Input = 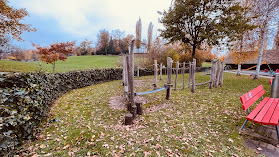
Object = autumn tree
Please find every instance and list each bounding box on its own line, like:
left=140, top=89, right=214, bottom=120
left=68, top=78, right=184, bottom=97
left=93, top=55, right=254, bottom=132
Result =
left=78, top=39, right=93, bottom=55
left=32, top=41, right=76, bottom=73
left=135, top=18, right=142, bottom=51
left=97, top=29, right=110, bottom=55
left=108, top=37, right=115, bottom=54
left=253, top=0, right=279, bottom=79
left=147, top=22, right=153, bottom=52
left=0, top=0, right=36, bottom=41
left=160, top=0, right=254, bottom=61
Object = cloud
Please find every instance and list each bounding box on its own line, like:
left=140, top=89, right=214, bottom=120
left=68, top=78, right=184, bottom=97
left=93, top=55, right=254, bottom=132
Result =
left=11, top=0, right=171, bottom=40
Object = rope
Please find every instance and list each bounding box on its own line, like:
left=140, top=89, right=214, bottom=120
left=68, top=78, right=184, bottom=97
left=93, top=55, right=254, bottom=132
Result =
left=136, top=87, right=167, bottom=96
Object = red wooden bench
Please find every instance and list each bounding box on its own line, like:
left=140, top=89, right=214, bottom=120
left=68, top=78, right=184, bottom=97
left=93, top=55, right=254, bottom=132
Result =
left=240, top=85, right=279, bottom=140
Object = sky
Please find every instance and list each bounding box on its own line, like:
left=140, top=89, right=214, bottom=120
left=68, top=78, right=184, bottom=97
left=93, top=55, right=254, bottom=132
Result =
left=10, top=0, right=172, bottom=49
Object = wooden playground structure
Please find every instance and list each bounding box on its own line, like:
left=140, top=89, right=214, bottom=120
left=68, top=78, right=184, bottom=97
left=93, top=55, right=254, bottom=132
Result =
left=123, top=40, right=224, bottom=125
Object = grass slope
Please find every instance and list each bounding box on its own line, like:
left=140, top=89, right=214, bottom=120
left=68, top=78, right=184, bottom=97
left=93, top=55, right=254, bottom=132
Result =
left=19, top=73, right=270, bottom=156
left=0, top=56, right=119, bottom=72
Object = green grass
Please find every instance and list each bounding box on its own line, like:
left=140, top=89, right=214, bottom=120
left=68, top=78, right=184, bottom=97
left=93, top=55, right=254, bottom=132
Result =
left=0, top=56, right=120, bottom=72
left=202, top=62, right=211, bottom=67
left=19, top=73, right=270, bottom=156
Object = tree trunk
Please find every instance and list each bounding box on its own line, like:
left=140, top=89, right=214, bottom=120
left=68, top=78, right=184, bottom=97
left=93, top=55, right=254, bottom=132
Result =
left=52, top=61, right=55, bottom=73
left=254, top=25, right=266, bottom=79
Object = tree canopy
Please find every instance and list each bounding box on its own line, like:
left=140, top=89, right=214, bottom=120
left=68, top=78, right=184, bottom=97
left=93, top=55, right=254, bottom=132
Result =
left=0, top=0, right=36, bottom=41
left=32, top=41, right=76, bottom=72
left=160, top=0, right=255, bottom=58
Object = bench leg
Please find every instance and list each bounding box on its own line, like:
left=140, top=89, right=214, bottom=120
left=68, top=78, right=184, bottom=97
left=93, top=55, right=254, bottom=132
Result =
left=276, top=125, right=279, bottom=142
left=239, top=119, right=248, bottom=133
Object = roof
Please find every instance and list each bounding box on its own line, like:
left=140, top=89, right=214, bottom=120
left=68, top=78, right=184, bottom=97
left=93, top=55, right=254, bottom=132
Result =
left=224, top=49, right=279, bottom=64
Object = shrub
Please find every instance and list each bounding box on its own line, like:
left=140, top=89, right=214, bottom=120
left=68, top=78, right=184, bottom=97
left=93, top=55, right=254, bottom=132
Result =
left=0, top=69, right=153, bottom=156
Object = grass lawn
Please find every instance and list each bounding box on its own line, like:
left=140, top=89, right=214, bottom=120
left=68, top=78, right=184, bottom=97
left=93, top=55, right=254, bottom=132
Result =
left=19, top=73, right=270, bottom=156
left=202, top=62, right=211, bottom=67
left=0, top=56, right=120, bottom=72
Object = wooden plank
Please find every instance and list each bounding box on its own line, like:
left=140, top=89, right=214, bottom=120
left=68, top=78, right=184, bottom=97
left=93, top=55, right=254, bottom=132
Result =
left=209, top=61, right=214, bottom=89
left=182, top=62, right=185, bottom=89
left=261, top=99, right=279, bottom=125
left=154, top=60, right=157, bottom=88
left=219, top=62, right=225, bottom=87
left=246, top=97, right=269, bottom=121
left=240, top=85, right=263, bottom=104
left=188, top=62, right=192, bottom=88
left=242, top=90, right=265, bottom=110
left=127, top=40, right=137, bottom=117
left=174, top=61, right=179, bottom=90
left=137, top=64, right=139, bottom=78
left=160, top=63, right=163, bottom=80
left=166, top=57, right=172, bottom=100
left=269, top=99, right=279, bottom=126
left=254, top=98, right=274, bottom=124
left=214, top=61, right=220, bottom=88
left=191, top=58, right=196, bottom=93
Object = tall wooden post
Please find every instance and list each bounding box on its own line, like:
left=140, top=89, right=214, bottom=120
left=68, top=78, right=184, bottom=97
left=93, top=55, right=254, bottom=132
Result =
left=188, top=62, right=192, bottom=88
left=174, top=61, right=179, bottom=90
left=214, top=61, right=221, bottom=88
left=160, top=63, right=163, bottom=80
left=127, top=40, right=137, bottom=117
left=219, top=62, right=225, bottom=87
left=137, top=64, right=139, bottom=78
left=154, top=60, right=158, bottom=89
left=209, top=61, right=214, bottom=89
left=166, top=57, right=172, bottom=100
left=123, top=56, right=128, bottom=95
left=191, top=58, right=196, bottom=93
left=182, top=62, right=185, bottom=89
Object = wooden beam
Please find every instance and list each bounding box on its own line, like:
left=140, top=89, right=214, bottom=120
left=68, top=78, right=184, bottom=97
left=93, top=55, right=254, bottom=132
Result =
left=166, top=57, right=172, bottom=100
left=174, top=61, right=179, bottom=90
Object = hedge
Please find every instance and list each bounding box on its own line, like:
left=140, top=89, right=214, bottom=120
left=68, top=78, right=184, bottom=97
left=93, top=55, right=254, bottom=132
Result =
left=0, top=69, right=153, bottom=156
left=0, top=68, right=207, bottom=156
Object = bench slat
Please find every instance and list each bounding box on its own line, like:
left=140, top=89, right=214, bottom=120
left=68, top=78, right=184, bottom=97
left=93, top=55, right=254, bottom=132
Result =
left=269, top=100, right=279, bottom=125
left=242, top=90, right=265, bottom=110
left=240, top=85, right=263, bottom=104
left=254, top=98, right=274, bottom=124
left=246, top=97, right=269, bottom=121
left=261, top=99, right=279, bottom=125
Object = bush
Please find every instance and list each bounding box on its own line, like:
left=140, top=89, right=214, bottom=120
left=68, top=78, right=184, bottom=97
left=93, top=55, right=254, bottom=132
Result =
left=0, top=69, right=153, bottom=156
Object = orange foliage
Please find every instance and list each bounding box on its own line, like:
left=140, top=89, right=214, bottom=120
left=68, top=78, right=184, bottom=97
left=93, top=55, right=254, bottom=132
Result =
left=32, top=41, right=76, bottom=64
left=0, top=0, right=36, bottom=40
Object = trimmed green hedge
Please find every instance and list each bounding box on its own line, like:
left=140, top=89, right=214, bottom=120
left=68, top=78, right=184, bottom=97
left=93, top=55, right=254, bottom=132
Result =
left=0, top=69, right=153, bottom=156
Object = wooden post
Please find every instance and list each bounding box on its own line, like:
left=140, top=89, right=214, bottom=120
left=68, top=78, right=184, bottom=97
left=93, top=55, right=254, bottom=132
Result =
left=166, top=57, right=172, bottom=100
left=188, top=62, right=192, bottom=88
left=127, top=40, right=137, bottom=117
left=137, top=64, right=139, bottom=78
left=209, top=61, right=214, bottom=89
left=191, top=58, right=196, bottom=93
left=125, top=113, right=133, bottom=125
left=217, top=61, right=221, bottom=88
left=154, top=60, right=157, bottom=89
left=135, top=100, right=142, bottom=115
left=182, top=62, right=185, bottom=89
left=174, top=61, right=179, bottom=90
left=219, top=62, right=225, bottom=87
left=160, top=63, right=163, bottom=80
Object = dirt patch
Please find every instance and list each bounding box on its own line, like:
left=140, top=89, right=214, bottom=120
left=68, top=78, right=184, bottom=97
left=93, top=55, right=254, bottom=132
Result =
left=144, top=103, right=170, bottom=113
left=134, top=79, right=154, bottom=87
left=109, top=96, right=148, bottom=110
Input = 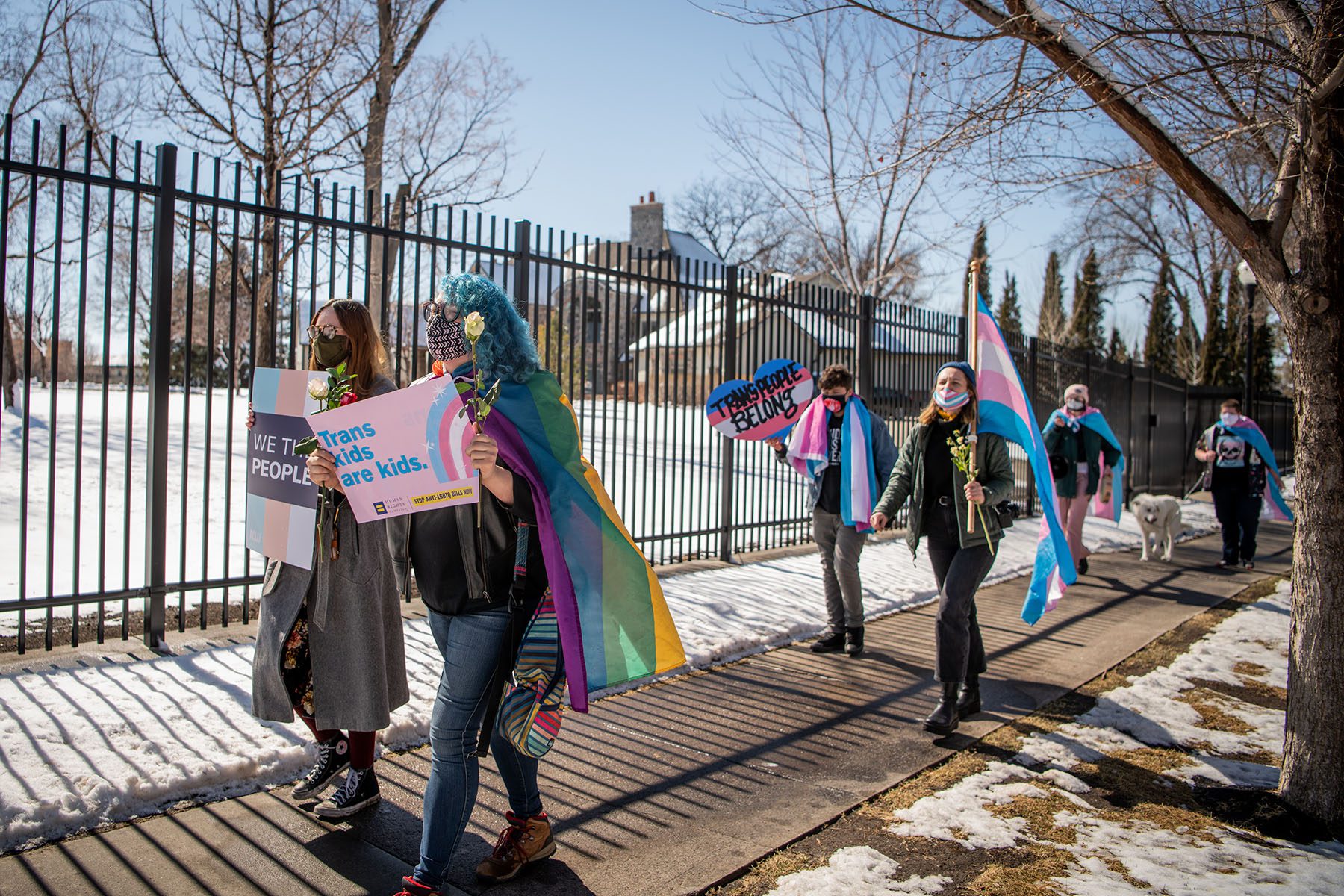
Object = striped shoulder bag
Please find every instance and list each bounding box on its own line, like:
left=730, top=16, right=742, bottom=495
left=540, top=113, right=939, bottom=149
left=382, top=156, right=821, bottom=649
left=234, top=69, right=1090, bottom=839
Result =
left=497, top=525, right=567, bottom=759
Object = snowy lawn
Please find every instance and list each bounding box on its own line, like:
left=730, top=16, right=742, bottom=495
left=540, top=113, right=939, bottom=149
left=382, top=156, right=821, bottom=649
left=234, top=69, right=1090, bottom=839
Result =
left=747, top=583, right=1344, bottom=896
left=0, top=497, right=1213, bottom=850
left=0, top=385, right=808, bottom=635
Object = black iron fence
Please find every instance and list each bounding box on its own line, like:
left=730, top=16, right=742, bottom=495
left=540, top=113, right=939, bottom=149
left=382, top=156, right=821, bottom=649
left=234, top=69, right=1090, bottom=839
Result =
left=0, top=121, right=1292, bottom=652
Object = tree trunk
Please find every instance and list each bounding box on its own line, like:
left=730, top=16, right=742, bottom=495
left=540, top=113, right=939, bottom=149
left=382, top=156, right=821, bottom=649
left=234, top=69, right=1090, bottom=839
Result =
left=1277, top=57, right=1344, bottom=824
left=1280, top=281, right=1344, bottom=824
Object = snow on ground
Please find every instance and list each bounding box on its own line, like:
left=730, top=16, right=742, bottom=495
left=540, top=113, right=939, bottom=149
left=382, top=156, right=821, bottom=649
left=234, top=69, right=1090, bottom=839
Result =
left=770, top=846, right=951, bottom=896
left=871, top=585, right=1344, bottom=896
left=0, top=385, right=806, bottom=634
left=0, top=497, right=1211, bottom=852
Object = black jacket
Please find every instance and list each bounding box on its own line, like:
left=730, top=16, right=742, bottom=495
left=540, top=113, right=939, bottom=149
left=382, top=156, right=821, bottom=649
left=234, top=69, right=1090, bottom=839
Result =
left=387, top=461, right=547, bottom=615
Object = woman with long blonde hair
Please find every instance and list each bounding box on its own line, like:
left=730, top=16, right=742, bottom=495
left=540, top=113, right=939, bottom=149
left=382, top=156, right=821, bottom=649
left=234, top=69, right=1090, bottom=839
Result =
left=871, top=361, right=1013, bottom=735
left=247, top=298, right=410, bottom=818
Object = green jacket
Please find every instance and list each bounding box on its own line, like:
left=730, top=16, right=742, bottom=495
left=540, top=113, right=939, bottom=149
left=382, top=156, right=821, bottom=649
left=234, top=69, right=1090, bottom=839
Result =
left=1045, top=423, right=1119, bottom=498
left=874, top=423, right=1013, bottom=555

┄┄┄┄┄┄┄┄┄┄

Exercise | Pick out every line in the data above that contains the word "bench", and copy each one in full.

Reply |
Object = red wooden bench
Object = bench leg
Object = bench slat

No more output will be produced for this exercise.